**What you have to do**. Would you retype each of the records exactly as shown?

-=-=-=-=-

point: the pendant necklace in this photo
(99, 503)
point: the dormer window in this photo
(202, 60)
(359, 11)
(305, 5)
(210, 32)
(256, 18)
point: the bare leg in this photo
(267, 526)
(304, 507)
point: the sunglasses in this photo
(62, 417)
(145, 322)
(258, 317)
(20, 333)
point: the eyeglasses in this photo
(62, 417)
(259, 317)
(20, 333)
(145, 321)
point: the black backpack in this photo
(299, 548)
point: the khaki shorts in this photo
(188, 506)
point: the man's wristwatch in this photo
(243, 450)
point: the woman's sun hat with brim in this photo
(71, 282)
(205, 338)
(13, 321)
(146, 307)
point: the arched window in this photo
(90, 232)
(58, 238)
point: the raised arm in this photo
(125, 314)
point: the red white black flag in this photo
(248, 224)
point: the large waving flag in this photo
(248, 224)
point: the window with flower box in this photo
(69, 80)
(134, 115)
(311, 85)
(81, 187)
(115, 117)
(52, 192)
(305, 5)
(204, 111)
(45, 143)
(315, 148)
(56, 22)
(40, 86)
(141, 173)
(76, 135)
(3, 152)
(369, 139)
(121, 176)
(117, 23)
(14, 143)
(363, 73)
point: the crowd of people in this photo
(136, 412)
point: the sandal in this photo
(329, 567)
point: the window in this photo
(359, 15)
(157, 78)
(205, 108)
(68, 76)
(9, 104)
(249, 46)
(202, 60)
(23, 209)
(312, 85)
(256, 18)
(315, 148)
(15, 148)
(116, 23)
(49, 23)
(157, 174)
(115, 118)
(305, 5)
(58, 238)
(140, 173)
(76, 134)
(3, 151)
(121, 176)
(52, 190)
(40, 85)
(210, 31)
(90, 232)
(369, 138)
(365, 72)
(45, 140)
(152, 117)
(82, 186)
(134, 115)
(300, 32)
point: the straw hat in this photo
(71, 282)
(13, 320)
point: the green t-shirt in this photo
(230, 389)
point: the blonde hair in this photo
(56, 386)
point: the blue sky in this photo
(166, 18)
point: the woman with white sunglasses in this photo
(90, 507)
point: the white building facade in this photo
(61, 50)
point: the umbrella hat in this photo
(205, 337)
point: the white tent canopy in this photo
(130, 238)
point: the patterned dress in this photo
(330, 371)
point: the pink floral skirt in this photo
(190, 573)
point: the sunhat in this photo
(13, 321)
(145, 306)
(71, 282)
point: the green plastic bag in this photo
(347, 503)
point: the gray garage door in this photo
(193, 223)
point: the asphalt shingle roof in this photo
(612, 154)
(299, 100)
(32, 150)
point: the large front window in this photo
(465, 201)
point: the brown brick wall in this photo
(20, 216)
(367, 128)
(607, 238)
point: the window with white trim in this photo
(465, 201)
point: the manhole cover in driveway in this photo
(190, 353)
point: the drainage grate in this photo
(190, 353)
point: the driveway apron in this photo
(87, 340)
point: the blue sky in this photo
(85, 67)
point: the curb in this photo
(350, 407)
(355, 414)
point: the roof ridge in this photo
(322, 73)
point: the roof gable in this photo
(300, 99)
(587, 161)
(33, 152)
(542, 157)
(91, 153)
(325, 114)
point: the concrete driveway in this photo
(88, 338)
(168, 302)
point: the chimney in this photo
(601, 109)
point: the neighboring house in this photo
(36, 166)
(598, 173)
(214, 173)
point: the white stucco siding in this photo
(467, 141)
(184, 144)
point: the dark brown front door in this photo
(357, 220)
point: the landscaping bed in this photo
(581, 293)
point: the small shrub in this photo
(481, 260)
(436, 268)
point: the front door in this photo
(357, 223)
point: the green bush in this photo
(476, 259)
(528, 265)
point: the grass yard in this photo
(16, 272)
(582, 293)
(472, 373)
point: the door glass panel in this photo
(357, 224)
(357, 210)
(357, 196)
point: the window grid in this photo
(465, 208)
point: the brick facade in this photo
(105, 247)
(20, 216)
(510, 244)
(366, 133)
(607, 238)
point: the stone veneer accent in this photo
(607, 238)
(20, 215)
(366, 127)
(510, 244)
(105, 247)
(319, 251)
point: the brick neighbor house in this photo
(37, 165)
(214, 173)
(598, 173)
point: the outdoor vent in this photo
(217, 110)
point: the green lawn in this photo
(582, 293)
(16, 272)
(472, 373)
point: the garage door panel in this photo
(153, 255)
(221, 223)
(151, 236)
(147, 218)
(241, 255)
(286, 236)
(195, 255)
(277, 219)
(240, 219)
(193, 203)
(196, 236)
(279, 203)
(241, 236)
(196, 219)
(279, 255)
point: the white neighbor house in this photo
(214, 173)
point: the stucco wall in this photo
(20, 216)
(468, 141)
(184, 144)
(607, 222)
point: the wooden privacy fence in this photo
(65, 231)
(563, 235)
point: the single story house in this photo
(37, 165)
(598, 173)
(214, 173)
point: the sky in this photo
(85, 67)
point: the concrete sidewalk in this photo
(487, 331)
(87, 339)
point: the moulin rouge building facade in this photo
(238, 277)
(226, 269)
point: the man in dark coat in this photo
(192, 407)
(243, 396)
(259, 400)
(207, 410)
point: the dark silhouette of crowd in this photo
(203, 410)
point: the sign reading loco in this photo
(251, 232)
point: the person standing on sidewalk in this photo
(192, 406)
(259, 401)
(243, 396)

-=-=-=-=-

**Response below**.
point: the pendant necklace in this photo
(99, 503)
point: the dormer window in this photo
(202, 60)
(359, 11)
(305, 5)
(210, 32)
(256, 18)
point: the bare leg in this photo
(267, 526)
(304, 507)
point: the sunglasses in this photo
(62, 417)
(145, 322)
(258, 317)
(20, 333)
point: the eyeglasses in this photo
(62, 417)
(259, 317)
(20, 333)
(145, 321)
point: the black backpack in this photo
(299, 548)
point: the khaki shorts in this photo
(188, 506)
point: the man's wristwatch in this photo
(243, 450)
point: the woman's sun hat with brim in this photo
(71, 282)
(205, 338)
(13, 321)
(146, 307)
point: the arched window in this photo
(90, 232)
(58, 238)
point: the raised arm in this photo
(125, 314)
point: the red white black flag in this photo
(248, 224)
point: the large waving flag in this photo
(248, 224)
point: the window with flower box in this photo
(69, 80)
(134, 115)
(311, 85)
(81, 187)
(115, 117)
(52, 192)
(305, 5)
(204, 111)
(45, 143)
(315, 148)
(56, 22)
(40, 86)
(141, 173)
(76, 135)
(3, 152)
(369, 139)
(121, 176)
(117, 23)
(14, 143)
(363, 73)
point: the crowd of people in this photo
(136, 412)
point: the sandal in this photo
(329, 567)
point: the window in this photo
(359, 15)
(157, 78)
(205, 108)
(68, 76)
(9, 104)
(249, 46)
(202, 60)
(23, 209)
(312, 85)
(256, 18)
(315, 148)
(15, 148)
(116, 23)
(49, 23)
(157, 174)
(115, 118)
(305, 5)
(58, 238)
(140, 173)
(76, 134)
(3, 151)
(121, 176)
(52, 190)
(40, 85)
(210, 31)
(90, 232)
(369, 138)
(365, 72)
(45, 140)
(152, 117)
(82, 186)
(134, 115)
(300, 32)
point: the straw hat in this photo
(71, 282)
(13, 320)
point: the green t-shirt in this photo
(230, 389)
point: the blonde hair in this photo
(56, 386)
point: the blue sky in this photo
(166, 18)
point: the woman with white sunglasses in this photo
(90, 507)
point: the white building facade in this photo
(61, 50)
point: the umbrella hat in this photo
(205, 337)
point: the white tent canopy in this photo
(130, 238)
point: the patterned dress in this photo
(330, 371)
point: the pink floral skirt in this photo
(190, 573)
point: the sunhat in this photo
(13, 321)
(145, 306)
(71, 282)
point: the green plastic bag in this photo
(347, 503)
point: the gray garage door in this photo
(193, 223)
point: the asphalt shingle roof in this photo
(612, 154)
(299, 100)
(32, 150)
point: the large front window in this photo
(465, 201)
point: the brown brick wall in this photo
(20, 216)
(367, 128)
(607, 238)
point: the window with white trim in this photo
(465, 201)
point: the manhole cover in driveway in this photo
(190, 353)
point: the drainage grate in this photo
(190, 353)
point: the driveway apron in this photo
(87, 340)
point: the blue sky in this photo
(85, 67)
point: the curb in this photo
(350, 407)
(355, 414)
point: the roof ridge in this photo
(322, 73)
point: the roof gable in this photo
(300, 99)
(587, 161)
(33, 152)
(542, 157)
(91, 153)
(325, 114)
point: the concrete driveway in this photo
(88, 338)
(168, 302)
point: the chimney in this photo
(601, 109)
point: the neighboring house in this photo
(36, 166)
(598, 173)
(214, 173)
point: the white stucco siding in this photo
(467, 141)
(184, 144)
point: the dark brown front door in this photo
(357, 220)
point: the landscaping bed in this photo
(581, 293)
point: the small shrub in this photo
(481, 260)
(436, 268)
point: the front door in this photo
(357, 223)
point: the green bush in this photo
(476, 259)
(528, 265)
point: the grass yard in this photo
(16, 272)
(582, 293)
(472, 373)
point: the door glass panel in this photo
(357, 224)
(357, 210)
(357, 196)
point: the window grid in this photo
(465, 208)
point: the brick facade in this photo
(105, 247)
(20, 216)
(510, 244)
(366, 133)
(607, 238)
point: the stone veneer accent in this photo
(607, 238)
(20, 215)
(366, 127)
(510, 244)
(105, 247)
(319, 251)
point: the brick neighbor house in this photo
(37, 165)
(214, 173)
(598, 173)
point: the outdoor vent in this photo
(217, 110)
point: the green lawn in this photo
(582, 293)
(16, 272)
(472, 373)
point: the garage door panel in this photo
(153, 255)
(221, 223)
(151, 236)
(147, 218)
(241, 255)
(286, 236)
(195, 255)
(277, 219)
(240, 219)
(193, 203)
(196, 236)
(279, 203)
(241, 236)
(196, 219)
(279, 255)
point: the white neighbor house in this photo
(214, 173)
point: the stucco wall in this photo
(20, 216)
(468, 141)
(184, 144)
(607, 222)
point: the wooden privacy fence in this photo
(65, 231)
(563, 235)
point: the single story house in this photo
(37, 165)
(598, 173)
(214, 173)
point: the sky in this photo
(85, 67)
point: the concrete sidewalk in this photo
(487, 331)
(87, 339)
point: the moulin rouge building facade in this photo
(238, 277)
(226, 269)
point: the man in dark coat in this photo
(192, 407)
(243, 396)
(259, 400)
(207, 410)
point: the dark silhouette of crowd in this photo
(203, 410)
point: the sign reading loco in this photo
(251, 232)
point: the person standing on sidewalk in this photo
(192, 406)
(259, 401)
(243, 396)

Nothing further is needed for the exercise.